» Exercise: Please retype each record exactly as it stands below.

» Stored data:
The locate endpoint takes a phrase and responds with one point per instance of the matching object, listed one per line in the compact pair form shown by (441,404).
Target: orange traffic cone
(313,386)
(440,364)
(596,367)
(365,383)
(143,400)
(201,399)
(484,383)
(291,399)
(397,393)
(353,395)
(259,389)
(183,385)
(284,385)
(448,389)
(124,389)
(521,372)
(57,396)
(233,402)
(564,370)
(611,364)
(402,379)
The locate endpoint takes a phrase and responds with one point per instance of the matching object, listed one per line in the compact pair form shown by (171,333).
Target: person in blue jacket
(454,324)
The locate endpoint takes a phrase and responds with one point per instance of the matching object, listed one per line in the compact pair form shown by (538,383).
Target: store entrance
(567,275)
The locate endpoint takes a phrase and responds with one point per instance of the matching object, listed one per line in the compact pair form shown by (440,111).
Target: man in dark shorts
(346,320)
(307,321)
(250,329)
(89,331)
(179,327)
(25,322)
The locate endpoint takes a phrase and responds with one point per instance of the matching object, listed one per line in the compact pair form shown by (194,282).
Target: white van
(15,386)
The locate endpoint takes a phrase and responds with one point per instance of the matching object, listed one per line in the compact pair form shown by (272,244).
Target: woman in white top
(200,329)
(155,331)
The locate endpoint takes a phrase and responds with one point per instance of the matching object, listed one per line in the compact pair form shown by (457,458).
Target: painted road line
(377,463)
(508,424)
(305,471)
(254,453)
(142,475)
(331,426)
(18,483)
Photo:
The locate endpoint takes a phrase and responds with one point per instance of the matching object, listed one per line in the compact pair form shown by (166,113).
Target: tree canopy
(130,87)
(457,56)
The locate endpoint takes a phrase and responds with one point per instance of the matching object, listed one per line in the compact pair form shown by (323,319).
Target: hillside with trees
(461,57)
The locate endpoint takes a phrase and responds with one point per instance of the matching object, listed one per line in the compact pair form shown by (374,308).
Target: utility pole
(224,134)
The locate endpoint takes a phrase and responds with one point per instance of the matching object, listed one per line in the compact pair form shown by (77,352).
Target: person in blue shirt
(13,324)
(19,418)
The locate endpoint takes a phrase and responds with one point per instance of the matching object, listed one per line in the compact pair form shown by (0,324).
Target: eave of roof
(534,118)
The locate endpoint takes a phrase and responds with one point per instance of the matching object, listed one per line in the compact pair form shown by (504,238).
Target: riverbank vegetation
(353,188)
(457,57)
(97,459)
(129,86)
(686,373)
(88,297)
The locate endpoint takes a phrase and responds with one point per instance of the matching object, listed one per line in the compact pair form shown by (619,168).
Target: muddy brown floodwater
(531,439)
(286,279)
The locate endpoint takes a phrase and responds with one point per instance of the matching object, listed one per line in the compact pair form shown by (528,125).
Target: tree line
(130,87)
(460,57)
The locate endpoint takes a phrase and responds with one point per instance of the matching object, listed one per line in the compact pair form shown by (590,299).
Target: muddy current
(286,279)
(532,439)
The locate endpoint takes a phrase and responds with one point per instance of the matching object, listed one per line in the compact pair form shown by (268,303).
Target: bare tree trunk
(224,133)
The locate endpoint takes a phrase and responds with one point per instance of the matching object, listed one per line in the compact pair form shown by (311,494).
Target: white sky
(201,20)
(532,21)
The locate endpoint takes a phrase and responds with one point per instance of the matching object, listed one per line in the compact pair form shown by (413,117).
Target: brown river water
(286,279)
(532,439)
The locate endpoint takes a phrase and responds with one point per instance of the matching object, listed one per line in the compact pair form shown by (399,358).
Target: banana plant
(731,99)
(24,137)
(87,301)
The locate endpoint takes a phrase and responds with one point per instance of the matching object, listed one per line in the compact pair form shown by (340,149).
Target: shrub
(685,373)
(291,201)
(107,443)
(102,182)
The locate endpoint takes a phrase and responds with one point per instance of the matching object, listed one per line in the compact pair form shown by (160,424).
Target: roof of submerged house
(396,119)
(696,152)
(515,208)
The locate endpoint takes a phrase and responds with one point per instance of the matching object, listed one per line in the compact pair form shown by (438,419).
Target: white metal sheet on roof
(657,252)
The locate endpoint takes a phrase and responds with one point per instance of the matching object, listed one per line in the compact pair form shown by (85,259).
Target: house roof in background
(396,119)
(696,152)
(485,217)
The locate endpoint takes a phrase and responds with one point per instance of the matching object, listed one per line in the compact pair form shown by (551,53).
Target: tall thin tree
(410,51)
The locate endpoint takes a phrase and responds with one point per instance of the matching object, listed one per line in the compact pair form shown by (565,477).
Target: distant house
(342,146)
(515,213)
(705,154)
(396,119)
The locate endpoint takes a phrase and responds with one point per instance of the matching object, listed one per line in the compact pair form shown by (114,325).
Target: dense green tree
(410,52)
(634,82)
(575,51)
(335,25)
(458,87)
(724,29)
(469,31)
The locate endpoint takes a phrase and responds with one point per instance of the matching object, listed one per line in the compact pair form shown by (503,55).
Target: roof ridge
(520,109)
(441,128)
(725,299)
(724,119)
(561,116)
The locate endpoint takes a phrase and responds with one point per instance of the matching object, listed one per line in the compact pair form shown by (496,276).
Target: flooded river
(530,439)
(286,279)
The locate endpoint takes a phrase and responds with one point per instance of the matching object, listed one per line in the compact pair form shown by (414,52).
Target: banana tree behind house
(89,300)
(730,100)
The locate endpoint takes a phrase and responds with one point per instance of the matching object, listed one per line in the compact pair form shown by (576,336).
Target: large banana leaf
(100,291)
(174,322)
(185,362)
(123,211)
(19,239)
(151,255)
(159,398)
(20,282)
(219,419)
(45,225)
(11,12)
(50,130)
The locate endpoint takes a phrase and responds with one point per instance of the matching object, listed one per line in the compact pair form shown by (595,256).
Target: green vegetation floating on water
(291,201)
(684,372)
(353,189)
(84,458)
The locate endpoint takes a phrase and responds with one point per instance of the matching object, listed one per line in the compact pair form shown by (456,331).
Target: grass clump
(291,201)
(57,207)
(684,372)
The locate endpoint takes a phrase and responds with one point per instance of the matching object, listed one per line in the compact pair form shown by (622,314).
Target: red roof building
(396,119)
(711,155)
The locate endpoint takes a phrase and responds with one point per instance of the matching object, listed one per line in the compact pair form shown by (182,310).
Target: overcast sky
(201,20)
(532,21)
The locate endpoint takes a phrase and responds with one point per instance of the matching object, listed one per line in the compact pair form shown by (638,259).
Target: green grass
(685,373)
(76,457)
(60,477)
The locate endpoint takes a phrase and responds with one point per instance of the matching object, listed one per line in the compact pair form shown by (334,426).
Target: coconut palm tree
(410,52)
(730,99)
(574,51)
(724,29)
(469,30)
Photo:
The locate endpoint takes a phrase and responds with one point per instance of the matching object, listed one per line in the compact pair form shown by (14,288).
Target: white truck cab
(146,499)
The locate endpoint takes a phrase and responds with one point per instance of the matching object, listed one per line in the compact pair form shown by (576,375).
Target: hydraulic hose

» Result of this task:
The locate endpoint takes a phrase and responds with one point per instance of the matching object, listed one per line in the compact pair form shown by (441,404).
Target: orange traffic cone
(313,386)
(440,364)
(596,367)
(365,383)
(143,400)
(201,399)
(484,383)
(291,399)
(397,393)
(353,395)
(259,389)
(183,385)
(284,385)
(448,389)
(124,389)
(521,372)
(57,396)
(233,402)
(564,370)
(611,364)
(402,379)
The locate endpoint takes a phrase and responds with one point per instance of the matching object, listed one per line in the compact pair form shown by (171,333).
Target: person in blue jacket
(454,324)
The locate endpoint takes a phrase and responds with one point per instance of the matching object, listed one per line in the compact pair form shown by (538,383).
Target: store entrance
(567,275)
The locate endpoint takes a phrase and responds with one point per instance of the matching object, listed one per line in the compact pair form shown by (440,111).
Target: man in dark shorts
(346,320)
(307,321)
(250,329)
(89,331)
(179,327)
(25,322)
The locate endpoint takes a phrase and responds with one point per instance of the matching object, listed one per line in the compact pair form shown by (194,282).
Target: white van
(15,386)
The locate endpoint takes a phrase and responds with one point per instance of the matching object, listed one per line in the compact pair form shown by (272,244).
Target: woman in white top
(200,329)
(155,331)
The locate endpoint takes a phrase and responds with one point per instance of the matching object, listed one per line in the compact pair form shown by (457,458).
Target: painted road line
(377,463)
(508,424)
(305,471)
(254,453)
(142,475)
(331,426)
(18,483)
Photo:
The locate endpoint takes a phrase and responds with one point per instance of the matching object, listed one per line in the compact pair form shown by (166,113).
Target: tree canopy
(130,87)
(457,56)
The locate endpoint takes a phrase and responds with one point per instance of the matching object, listed one per line in the compact pair form shown by (323,319).
Target: hillside with trees
(461,57)
The locate endpoint takes a phrase and responds with one point per instance of the matching object, listed one per line in the compact pair form shown by (374,308).
Target: utility pole
(224,134)
The locate endpoint takes a phrase and responds with one point per instance of the matching object, listed one per line in the compact pair form shown by (77,352).
Target: person in blue shirt
(13,324)
(19,418)
The locate endpoint takes a phrase and responds with one point per instance of the matching object, listed one per line in the compact pair form shown by (0,324).
Target: eave of roof
(534,118)
The locate endpoint takes a phrase and responds with one point per instance of the matching object, listed one per line in the compact pair form shown by (504,238).
Target: riverbank vegetation
(353,188)
(457,57)
(97,459)
(129,86)
(686,373)
(88,297)
The locate endpoint takes a phrase and responds with one point per instance of the matching object, listed one per line in the compact pair form shown by (619,168).
Target: muddy brown floodwater
(531,439)
(286,279)
The locate endpoint takes a phrase and responds with one point per instance of the matching object, listed one per line in the compact pair form shown by (528,125).
Target: tree line
(130,87)
(460,57)
The locate endpoint takes a phrase and responds with one point per instance of the matching object, listed one per line in the compact pair form shown by (590,299).
Target: muddy current
(286,279)
(532,439)
The locate endpoint takes a phrase and responds with one point per instance of the matching object, listed one per line in the compact pair form shown by (268,303).
Target: bare tree trunk
(224,133)
The locate endpoint takes a phrase and responds with one point per instance of the matching object, listed one per line in the compact pair form shown by (311,494).
Target: white sky
(201,20)
(532,21)
The locate endpoint takes a phrase and responds with one point per instance of the matching object, listed one per line in the compact pair form shown by (413,117).
Target: brown river water
(286,279)
(532,439)
The locate endpoint takes a phrase and responds with one point per instance of the matching object, listed one per line in the compact pair form shown by (399,358).
Target: banana plant
(731,99)
(24,137)
(87,301)
The locate endpoint takes a phrase and responds with one point per instance of the matching object, listed one per line in the compact pair form shown by (340,149).
Target: shrub
(685,373)
(291,201)
(107,443)
(102,182)
The locate endpoint takes a phrase and responds with one point per instance of the matching object, listed one per line in the compact pair form shown by (160,424).
Target: roof of submerged house
(396,119)
(696,152)
(515,208)
The locate endpoint takes a phrase and responds with one point per instance of the matching object, listed one per line in the compact pair form shown by (438,419).
Target: white metal sheet on roof
(657,252)
The locate endpoint takes a phrase and responds with one point per instance of the matching object, listed one per line in the compact pair form shown by (85,259).
Target: house roof in background
(396,119)
(696,152)
(485,217)
The locate endpoint takes a phrase and responds with one point per instance of the matching object, listed one per line in the compact pair form shown by (551,53).
Target: tall thin tree
(410,51)
The locate endpoint takes a phrase and responds with one point per instance of the matching object, listed one per line in the compact pair form shown by (565,477).
Target: distant house
(342,146)
(515,213)
(705,154)
(396,119)
The locate endpoint takes a phrase and responds with one point per instance of the matching object, listed one per line in the compact pair form shown by (114,325).
Target: dense green tree
(410,52)
(634,82)
(575,51)
(335,25)
(458,87)
(724,29)
(469,31)
The locate endpoint takes a phrase and responds with one point per instance of the matching object, listed one per line in the compact pair form shown by (503,55).
Target: roof ridge
(520,109)
(441,128)
(725,299)
(724,119)
(561,116)
The locate endpoint takes a phrase and responds with one point per instance of the matching object, listed one per line in the compact pair form shown by (496,276).
Target: flooded river
(530,439)
(286,279)
The locate endpoint takes a phrase and responds with one point per instance of the matching object, listed one per line in the compact pair form shown by (414,52).
Target: banana tree behind house
(89,300)
(730,100)
The locate endpoint takes a phrase and responds with one point per instance of the matching object, listed one per line in the compact pair form shown by (576,336).
Target: large banana leaf
(100,291)
(174,322)
(185,362)
(123,211)
(19,239)
(151,255)
(159,398)
(20,282)
(219,419)
(45,225)
(11,12)
(50,130)
The locate endpoint takes a phrase and responds with one point per instance of the matching object, listed one per line in the compact pair form shown by (595,256).
Target: green vegetation floating on water
(291,201)
(684,372)
(353,189)
(84,458)
The locate endpoint takes a phrase and responds with one point per instance of the matching object, listed one per line in the compact pair form shown by (456,331).
Target: grass clump
(291,201)
(57,207)
(684,372)
The locate endpoint takes a phrase and responds with one point per instance of the matching object, listed one per line in the compact pair form shown by (622,314).
Target: red roof building
(396,119)
(711,155)
The locate endpoint takes a phrase and responds with one point per instance of the matching object, listed one per line in the compact pair form shown by (182,310).
Target: overcast sky
(201,20)
(532,21)
The locate endpoint takes a phrase and responds with one point per instance of the matching object, listed one per line in the compact pair form shown by (638,259).
Target: green grass
(685,373)
(76,457)
(60,477)
The locate endpoint takes a phrase and responds with one point per instance of the matching object, listed one per line in the compact pair form shown by (334,426).
Target: coconut palm tree
(410,52)
(730,99)
(574,51)
(724,29)
(469,30)
Photo:
The locate endpoint takes a phrase and responds with one point per instance of the matching object, listed one per line in the compact pair form shown by (14,288).
Target: white truck cab
(146,499)
The locate endpoint takes a phrase and responds with one point per instance of the matching object, listed one per line in the compact pair form shown by (576,375).
Target: hydraulic hose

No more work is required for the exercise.